** What you have to do **
Transcribe the whole listing below without changing a word, but leave out every image.
___ Information shown ___
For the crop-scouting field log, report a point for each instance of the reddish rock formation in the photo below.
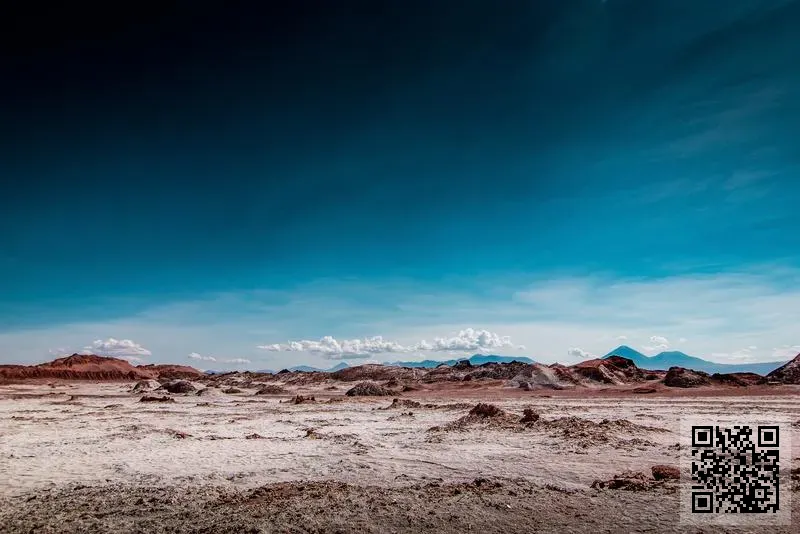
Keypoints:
(678, 377)
(93, 367)
(77, 367)
(737, 379)
(611, 370)
(787, 374)
(172, 372)
(666, 472)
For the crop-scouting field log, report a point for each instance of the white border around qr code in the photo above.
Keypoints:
(756, 520)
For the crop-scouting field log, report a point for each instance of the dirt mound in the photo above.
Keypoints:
(145, 385)
(678, 377)
(736, 379)
(376, 372)
(364, 389)
(482, 414)
(585, 433)
(77, 367)
(612, 370)
(787, 374)
(179, 386)
(172, 371)
(272, 389)
(398, 404)
(627, 480)
(535, 376)
(665, 472)
(502, 371)
(153, 398)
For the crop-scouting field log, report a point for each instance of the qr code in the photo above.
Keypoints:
(735, 469)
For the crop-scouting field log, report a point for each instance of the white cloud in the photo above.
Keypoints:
(657, 344)
(195, 356)
(467, 340)
(236, 360)
(200, 357)
(334, 349)
(785, 352)
(118, 348)
(576, 352)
___
** The answer **
For the crop-scouting field log, report a point for each instance of the reddish rock formation in the photo below.
Keypoints:
(678, 377)
(93, 367)
(77, 367)
(737, 379)
(611, 370)
(787, 374)
(172, 372)
(666, 472)
For the crop-scouting field log, report a point for each instance of the white border around qr code in the photo above.
Keypoints:
(756, 520)
For the crop-scouting field log, report a point for each instance of the dirt mound in the photo above.
Keypoints:
(145, 385)
(678, 377)
(736, 379)
(376, 372)
(364, 389)
(482, 414)
(585, 433)
(77, 367)
(612, 370)
(787, 374)
(179, 386)
(172, 371)
(272, 389)
(398, 404)
(627, 480)
(535, 376)
(665, 472)
(502, 371)
(153, 398)
For the crop-scouting field log, report a point for each instance of the qr code in the photo above.
Keypoints:
(735, 469)
For the crop-scouting field log, report a point for each instance of the white cloud in the photo above.
Keypoints:
(657, 344)
(195, 356)
(467, 340)
(236, 360)
(200, 357)
(334, 349)
(785, 352)
(118, 348)
(576, 352)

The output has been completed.